Content starts
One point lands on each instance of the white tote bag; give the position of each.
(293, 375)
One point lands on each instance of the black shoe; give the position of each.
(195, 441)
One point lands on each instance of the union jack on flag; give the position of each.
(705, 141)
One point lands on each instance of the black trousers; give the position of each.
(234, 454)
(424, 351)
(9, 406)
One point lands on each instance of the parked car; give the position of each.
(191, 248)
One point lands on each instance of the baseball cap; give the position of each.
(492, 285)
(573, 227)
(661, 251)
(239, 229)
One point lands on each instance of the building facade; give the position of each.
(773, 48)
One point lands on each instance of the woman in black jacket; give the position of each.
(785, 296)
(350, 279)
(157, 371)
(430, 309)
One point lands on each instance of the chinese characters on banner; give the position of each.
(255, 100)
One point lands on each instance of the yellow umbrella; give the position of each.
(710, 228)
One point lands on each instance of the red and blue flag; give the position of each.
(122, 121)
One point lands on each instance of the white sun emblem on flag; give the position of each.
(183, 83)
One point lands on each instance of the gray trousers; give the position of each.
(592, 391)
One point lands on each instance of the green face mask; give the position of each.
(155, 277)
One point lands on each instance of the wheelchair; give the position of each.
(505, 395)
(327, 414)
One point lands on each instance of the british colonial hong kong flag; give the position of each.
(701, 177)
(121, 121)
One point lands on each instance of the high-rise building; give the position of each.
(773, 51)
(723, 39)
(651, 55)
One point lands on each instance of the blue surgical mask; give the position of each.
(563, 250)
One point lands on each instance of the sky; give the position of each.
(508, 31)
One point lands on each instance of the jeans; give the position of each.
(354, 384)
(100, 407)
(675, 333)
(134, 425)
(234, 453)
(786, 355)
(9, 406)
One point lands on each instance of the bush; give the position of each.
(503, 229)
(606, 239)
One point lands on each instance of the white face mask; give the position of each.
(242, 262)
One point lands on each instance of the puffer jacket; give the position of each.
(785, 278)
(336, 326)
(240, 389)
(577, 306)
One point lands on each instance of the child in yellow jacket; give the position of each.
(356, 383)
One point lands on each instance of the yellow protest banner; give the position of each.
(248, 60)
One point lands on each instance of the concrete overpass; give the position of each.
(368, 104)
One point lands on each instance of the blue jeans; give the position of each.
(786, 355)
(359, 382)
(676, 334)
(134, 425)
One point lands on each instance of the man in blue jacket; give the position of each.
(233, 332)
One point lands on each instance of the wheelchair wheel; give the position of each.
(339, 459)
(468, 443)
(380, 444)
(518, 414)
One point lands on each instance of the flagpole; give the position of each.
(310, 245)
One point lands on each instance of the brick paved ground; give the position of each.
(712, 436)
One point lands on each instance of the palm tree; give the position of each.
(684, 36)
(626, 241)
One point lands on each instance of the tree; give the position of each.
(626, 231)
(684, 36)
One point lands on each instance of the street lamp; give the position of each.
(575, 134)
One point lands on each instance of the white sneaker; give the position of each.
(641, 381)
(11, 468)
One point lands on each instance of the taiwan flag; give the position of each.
Content ends
Problem to work on> The whole listing, word for word, is the required answer.

Written response>
One point lands on each instance of the white tote bag; give the position of each.
(293, 375)
One point lands on each instance of the black shoe; give the position of each.
(195, 441)
One point lands on each instance of the union jack on flag; give the position of each.
(705, 141)
One point lands on each instance of the black trousers; give the position of each.
(234, 454)
(424, 351)
(9, 406)
One point lands on each instance of the parked car; give the position of each.
(191, 248)
One point lands on each instance of the baseball cap; give the position of each.
(492, 285)
(573, 227)
(661, 251)
(239, 229)
One point lands on each instance of the building facade; give the position of each.
(773, 48)
One point lands on each instance of the woman in black jacket; give the position of each.
(785, 296)
(350, 279)
(157, 371)
(430, 309)
One point lands on each instance of the chinese characters on banner; give the position of each.
(255, 100)
One point lands on each instance of the yellow umbrella; give the position of each.
(710, 228)
One point lands on each instance of the red and blue flag; give the position of each.
(122, 121)
One point lands on each instance of the white sun emblem on flag; give the position of each.
(183, 83)
One point lands on each instance of the gray trousers; give the position of each.
(592, 391)
One point lands on each instance of the green face mask; give the position of each.
(155, 277)
One point lands on each instance of the wheelchair; give the position of each.
(505, 395)
(327, 414)
One point lands on each instance of the british colonial hong kong flag; give the position of each.
(701, 177)
(121, 121)
One point lands on each instance of the high-rise building; give the position of each.
(773, 51)
(723, 39)
(651, 55)
One point lands on each instance of the blue surgical mask; give the position of each.
(563, 250)
One point lands on each instance of the sky; give the position of each.
(508, 31)
One point lands on each instance of the jeans; give the position of each.
(354, 384)
(100, 407)
(675, 333)
(134, 425)
(234, 453)
(786, 355)
(9, 406)
One point lands on each instance of the bush; give the position of each.
(503, 229)
(606, 239)
One point lands on each instance of the white face mask; give the position of each.
(242, 262)
One point lands on each instance of the puffer jacket; give the position of each.
(785, 278)
(336, 326)
(240, 389)
(577, 306)
One point lands on each instance of the child in yellow jacket; give the position of each.
(356, 383)
One point lands on each instance of the yellow protest banner; give the position of each.
(248, 60)
One point lands on each instance of the concrete overpass; give the position of each.
(368, 104)
One point lands on each instance of the blue jeans; give the position of each.
(786, 355)
(359, 382)
(676, 334)
(134, 425)
One point lands on each instance of the man in blue jacket; give the position of each.
(233, 332)
One point lands on each instance of the wheelchair wheel; give the position of each.
(339, 459)
(468, 443)
(380, 444)
(518, 414)
One point lands on each instance of the flagpole; give the position of each.
(310, 245)
One point lands on each instance of the brick paved ground; give the position of each.
(712, 436)
One point lands on each instance of the palm tree; give the position of each.
(684, 36)
(626, 241)
One point lands on each instance of the tree; give the position of each.
(626, 231)
(684, 36)
One point lands on each instance of the street lamp; give the position of each.
(575, 134)
One point lands on each instance of the white sneaker; give the position of each.
(641, 381)
(11, 468)
One point lands on each instance of the taiwan flag; give the position of each.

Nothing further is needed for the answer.